WHAT YOU SHOULD DO:
Reproduce only the lines from the one containing "Target: pedestrian walking" through the end of the data, exactly as they stand.

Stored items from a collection

--*--

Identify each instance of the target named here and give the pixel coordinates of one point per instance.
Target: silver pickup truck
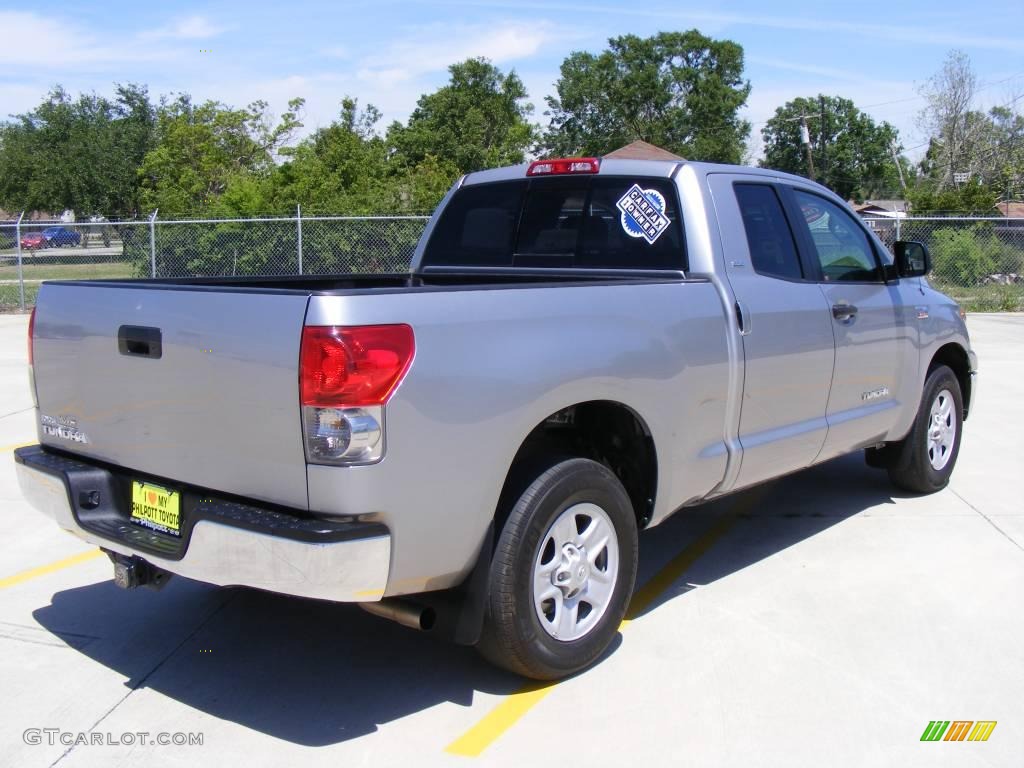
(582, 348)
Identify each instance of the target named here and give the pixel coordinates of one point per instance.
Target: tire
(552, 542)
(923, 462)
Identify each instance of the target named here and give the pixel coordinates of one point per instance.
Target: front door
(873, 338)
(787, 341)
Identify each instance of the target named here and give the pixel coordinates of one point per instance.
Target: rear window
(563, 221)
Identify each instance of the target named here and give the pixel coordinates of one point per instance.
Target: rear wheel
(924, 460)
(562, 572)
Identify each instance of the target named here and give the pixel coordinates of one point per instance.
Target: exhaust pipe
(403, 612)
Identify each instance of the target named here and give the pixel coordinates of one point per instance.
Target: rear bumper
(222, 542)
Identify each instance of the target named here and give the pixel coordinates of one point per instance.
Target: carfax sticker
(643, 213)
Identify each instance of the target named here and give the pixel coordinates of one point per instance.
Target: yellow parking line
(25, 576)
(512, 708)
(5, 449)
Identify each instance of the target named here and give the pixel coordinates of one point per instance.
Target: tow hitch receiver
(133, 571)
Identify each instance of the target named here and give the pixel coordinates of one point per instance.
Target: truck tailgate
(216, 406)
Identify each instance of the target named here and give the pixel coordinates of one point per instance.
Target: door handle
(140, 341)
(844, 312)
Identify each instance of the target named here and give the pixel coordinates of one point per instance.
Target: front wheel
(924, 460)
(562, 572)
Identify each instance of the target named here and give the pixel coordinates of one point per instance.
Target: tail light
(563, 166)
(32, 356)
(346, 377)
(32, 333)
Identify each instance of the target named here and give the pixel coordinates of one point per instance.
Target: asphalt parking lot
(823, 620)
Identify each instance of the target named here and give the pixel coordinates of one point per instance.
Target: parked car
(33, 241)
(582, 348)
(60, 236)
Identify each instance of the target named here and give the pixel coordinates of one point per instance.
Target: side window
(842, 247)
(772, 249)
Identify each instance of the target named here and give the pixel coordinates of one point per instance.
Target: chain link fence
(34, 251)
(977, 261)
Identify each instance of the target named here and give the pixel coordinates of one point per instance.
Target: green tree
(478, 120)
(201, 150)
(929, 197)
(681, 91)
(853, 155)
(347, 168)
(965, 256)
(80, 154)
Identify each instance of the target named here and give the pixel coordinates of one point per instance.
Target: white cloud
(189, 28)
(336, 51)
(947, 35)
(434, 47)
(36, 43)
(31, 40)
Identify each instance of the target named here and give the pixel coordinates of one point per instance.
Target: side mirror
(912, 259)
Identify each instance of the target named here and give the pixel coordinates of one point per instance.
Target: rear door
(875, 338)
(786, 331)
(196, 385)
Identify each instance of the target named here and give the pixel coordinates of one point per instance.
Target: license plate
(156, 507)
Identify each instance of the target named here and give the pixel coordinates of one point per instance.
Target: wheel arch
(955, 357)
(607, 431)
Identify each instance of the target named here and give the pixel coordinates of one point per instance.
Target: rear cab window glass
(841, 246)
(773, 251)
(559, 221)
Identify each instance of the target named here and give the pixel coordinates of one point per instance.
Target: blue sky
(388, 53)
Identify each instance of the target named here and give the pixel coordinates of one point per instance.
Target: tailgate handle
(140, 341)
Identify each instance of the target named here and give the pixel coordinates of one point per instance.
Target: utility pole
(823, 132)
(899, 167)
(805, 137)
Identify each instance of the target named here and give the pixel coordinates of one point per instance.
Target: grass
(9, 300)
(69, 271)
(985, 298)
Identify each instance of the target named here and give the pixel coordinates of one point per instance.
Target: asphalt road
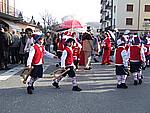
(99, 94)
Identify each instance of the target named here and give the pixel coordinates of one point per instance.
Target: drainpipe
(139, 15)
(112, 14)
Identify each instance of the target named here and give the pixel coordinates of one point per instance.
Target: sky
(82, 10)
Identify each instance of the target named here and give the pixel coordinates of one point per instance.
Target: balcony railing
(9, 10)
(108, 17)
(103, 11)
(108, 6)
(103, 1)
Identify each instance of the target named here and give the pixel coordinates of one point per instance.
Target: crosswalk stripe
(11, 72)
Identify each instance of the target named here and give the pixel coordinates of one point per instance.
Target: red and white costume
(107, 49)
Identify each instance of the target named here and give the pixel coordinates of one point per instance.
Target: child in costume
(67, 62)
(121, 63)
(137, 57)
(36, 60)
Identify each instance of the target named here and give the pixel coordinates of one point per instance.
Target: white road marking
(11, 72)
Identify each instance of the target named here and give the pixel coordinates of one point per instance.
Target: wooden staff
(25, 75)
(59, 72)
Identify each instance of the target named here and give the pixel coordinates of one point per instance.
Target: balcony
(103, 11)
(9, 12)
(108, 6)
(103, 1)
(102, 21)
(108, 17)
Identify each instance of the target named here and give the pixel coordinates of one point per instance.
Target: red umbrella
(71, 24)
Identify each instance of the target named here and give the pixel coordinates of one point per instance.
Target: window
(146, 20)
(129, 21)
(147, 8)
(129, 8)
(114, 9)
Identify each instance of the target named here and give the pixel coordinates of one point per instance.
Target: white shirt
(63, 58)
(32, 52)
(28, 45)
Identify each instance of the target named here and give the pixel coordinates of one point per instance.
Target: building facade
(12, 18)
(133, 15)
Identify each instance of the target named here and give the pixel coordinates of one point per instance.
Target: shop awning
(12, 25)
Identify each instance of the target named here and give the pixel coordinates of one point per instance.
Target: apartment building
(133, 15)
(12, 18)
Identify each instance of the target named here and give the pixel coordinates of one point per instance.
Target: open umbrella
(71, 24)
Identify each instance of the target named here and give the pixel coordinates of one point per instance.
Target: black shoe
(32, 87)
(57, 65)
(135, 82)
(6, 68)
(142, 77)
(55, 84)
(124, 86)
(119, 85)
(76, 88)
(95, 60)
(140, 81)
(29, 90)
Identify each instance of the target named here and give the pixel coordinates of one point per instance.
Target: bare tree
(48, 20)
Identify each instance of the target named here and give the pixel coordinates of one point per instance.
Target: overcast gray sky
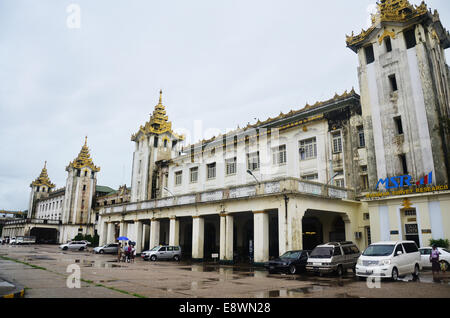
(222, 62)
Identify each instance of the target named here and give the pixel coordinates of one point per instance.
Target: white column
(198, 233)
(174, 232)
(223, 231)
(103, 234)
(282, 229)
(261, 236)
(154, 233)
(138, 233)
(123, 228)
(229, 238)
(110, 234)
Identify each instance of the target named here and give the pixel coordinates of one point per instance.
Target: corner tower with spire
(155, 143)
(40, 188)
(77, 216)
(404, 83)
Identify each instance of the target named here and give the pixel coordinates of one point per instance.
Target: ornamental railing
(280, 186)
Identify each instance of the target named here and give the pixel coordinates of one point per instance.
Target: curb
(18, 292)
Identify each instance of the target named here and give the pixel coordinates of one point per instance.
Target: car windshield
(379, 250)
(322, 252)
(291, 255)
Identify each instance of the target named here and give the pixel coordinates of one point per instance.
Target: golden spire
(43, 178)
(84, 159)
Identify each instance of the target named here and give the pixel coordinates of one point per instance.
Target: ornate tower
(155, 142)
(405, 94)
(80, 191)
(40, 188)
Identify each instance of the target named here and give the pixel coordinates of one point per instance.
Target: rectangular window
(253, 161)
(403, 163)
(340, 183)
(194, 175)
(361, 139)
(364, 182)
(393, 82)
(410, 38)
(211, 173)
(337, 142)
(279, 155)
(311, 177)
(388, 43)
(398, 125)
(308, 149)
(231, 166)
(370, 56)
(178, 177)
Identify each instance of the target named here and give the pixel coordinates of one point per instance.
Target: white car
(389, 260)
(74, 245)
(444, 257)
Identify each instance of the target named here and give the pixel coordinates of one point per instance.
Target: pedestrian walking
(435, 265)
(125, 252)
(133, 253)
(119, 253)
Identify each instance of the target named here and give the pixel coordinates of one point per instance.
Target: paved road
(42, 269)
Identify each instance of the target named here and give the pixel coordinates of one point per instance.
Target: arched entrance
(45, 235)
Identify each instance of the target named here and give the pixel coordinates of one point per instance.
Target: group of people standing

--*--

YOUR RESPONSE:
Target: pedestrian walking
(435, 265)
(125, 252)
(133, 253)
(119, 253)
Identify each instance of the target named here and give the pixel coordinates of one point per instance.
Target: paved road
(42, 269)
Identify each instance of the target named here and give the pixel coordinates of one point per instance.
Target: arched entrance
(45, 235)
Identify each instance of the target named here and give the pixel coordinates of one point per instance.
Target: group of people standing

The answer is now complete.